WORK TO BE COMPLETED> In the text on Joske's Thumb, in what year did Sir Edmund Hillary reach the summit of the peak?

QUOTED PASSAGE>
______

Volcanic plug near Suva, Fiji

Joske's Thumb is a precipitous volcanic plug that rises in the skyline to the west of Suva, Fiji. It is located 15 kilometers west of Suva and its base is accessible from Naikorokoro Road, which connects Naikorokoro Village to Queens Road. Other sources note that Naikorokoro Road, the road toward Joske's Thumb, intersects on the north side of Queens Road, 0.8 km west of the Lami Bay Hotel outside Lami.

Sir Edmund Hillary, the mountaineer made famous for being the first climber (with his Sherpa guide Tenzing Norgay) confirmed as having reached the summit of Mount Everest in Nepal, was defeated in his first attempts to reach the peak of Fiji's Joske's Thumb. Sir Hillary was conscripted into the Royal New Zealand Air Force during World War II. He served as a navigator aboard Catalina flying boats in New Zealand's No. 5 Squadron based at the flying boat base in the Suva Point neighborhood, currently the location of the University of the South Pacific's Lower Campus. He made two attempts to climb Joske's Thumb, the first of which ended before reaching the base of the mountain, due to heavy undergrowth. In his autobiography, Sir Hillary wrote about his second attempt to climb Joske's Thumb while stationed in Suva: "We had come up the wrong side — underneath the ball of The Thumb.... Bitterly disappointed at being rebuffed I was much too conscious of the 400 foot drop below me to take any more risks — and I hadn't much confidence in our length of clothes line. The Thumb had beaten us again." In 1983, 30 years after his successful Everest expedition, he reached the summit of Joske's Thumb along with several members of the Fiji Rucksack Club.

The peak takes its name from Paul Joske, one of Suva's pioneer settlers, who came with the Australian-based Polynesia Company in 1870. Joske and his son, Adolf Brewster-Joske, later known as Adolf Brewster Brewster, established Fiji's first sugar mill, importing machinery and beginning the country's sugar industry. The mill, which operated between 1873 and 1875, was on the site where Fiji's Parliament Building currently stands. The mill ultimately failed, owing to the poor crop from shallow soil in the Suva area. Later in life, Paul Joske devoted much of his time to designing and establishing Suva as Fiji's new capital.

______

[Spatial localization data]

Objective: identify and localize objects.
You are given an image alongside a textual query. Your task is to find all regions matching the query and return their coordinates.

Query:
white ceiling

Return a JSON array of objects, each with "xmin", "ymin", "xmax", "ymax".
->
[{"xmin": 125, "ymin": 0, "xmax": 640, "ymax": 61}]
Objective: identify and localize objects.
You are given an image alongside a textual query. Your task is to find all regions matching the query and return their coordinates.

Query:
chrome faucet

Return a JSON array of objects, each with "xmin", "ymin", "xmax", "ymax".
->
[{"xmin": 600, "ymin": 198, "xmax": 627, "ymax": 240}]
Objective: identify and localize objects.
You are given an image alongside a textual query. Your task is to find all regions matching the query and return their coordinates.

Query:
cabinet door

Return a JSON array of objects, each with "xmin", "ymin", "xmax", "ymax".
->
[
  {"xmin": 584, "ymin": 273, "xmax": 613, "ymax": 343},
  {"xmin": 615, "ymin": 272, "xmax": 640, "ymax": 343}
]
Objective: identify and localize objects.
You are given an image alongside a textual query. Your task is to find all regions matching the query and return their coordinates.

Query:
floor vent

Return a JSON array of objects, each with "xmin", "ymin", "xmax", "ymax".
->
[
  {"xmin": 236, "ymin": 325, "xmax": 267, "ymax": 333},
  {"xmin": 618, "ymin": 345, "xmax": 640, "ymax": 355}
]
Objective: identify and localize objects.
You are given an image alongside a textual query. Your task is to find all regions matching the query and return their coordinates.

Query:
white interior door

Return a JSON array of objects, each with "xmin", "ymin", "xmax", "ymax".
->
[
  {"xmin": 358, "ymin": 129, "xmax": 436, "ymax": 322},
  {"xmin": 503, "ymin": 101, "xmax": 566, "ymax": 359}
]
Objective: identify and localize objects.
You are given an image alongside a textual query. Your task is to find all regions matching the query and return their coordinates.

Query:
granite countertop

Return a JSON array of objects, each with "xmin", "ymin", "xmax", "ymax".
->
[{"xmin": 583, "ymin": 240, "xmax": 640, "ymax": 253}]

______

ANSWER BOX> 1983